## QUOTED PASSAGE
[PATCH RFC 102/111] staging: etnaviv: separate GPU pipes from execution state

Lucas Stach l.stach at pengutronix.de
Wed Apr 8 01:48:00 PDT 2015


Am Dienstag, den 07.04.2015, 18:59 +0200 schrieb Christian Gmeiner:
> Hi Lucas.
[...]
> >> I don't get you naming scheme - sorry.
> >>
> >> For me one Core has a single FE. This single FE can have one pipe or
> >> multiple pipes. A pipe is the execution unit select via SELECT_PIPE
> >> command (2d, 3d, ..).
> >>
> >> In the Dove use case we have:
> >> - 1 Core with one FE
> >> - 2 pipelines
> >>
> >> In the imx6 case we have:
> >> - 3 Cores (each has only one FE)
> >> - every FE only support one type of pipeline.
> >>
> > Okay let's keep it at this: a core is an entity with a FE at the front.
> > A pipe is the backend fed by the FE selected by the SELECT_PIPE command.
> >
> > This is currently confusing as I didn't change the naming in the API,
> > but really the "pipe" parameter in the IOCTLs means core. I'll rename
> > this for the next round.
> >
> 
> The current driver was written only for the imx6 use case. So it
> combines one pipe
> of the 3 GPU cores into one device node. And yes the pipe
> parameter could be seen as core. But I think that this design is wrong. I did
> not know it better at the time I started working on it. I think that I
> would not be
> that hard to change the driver in that way that every core has its own
> device node
> and the pipe parameter really is a pipe of that core.
> 
> >> And each Core(/FE) has its own device node. Does this make any sense?
> >>
> > And I don't get why each core needs to have a single device node. IMHO
> > this is purely an implementation decision weather to have one device
> > node for all cores or one device node per core.
> >
> 
> It is an important decision. And I think that one device node per core
> reflects the
> hardware design to 100%.
> 
I'll refer to Russells mail for this.

## CHALLENGE
Set down the email word for word, from "Lucas Stach l.stach" to "command (2d, 3d, ..).". Work only from the email above.

## PROVIDED DATA
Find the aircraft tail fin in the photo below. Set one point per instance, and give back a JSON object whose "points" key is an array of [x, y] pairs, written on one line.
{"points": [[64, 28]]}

## TASK OUTPUT
Lucas Stach l.stach at pengutronix.de
Wed Apr 8 01:48:00 PDT 2015


Am Dienstag, den 07.04.2015, 18:59 +0200 schrieb Christian Gmeiner:
> Hi Lucas.
[...]
> >> I don't get you naming scheme - sorry.
> >>
> >> For me one Core has a single FE. This single FE can have one pipe or
> >> multiple pipes. A pipe is the execution unit select via SELECT_PIPE
> >> command (2d, 3d, ..).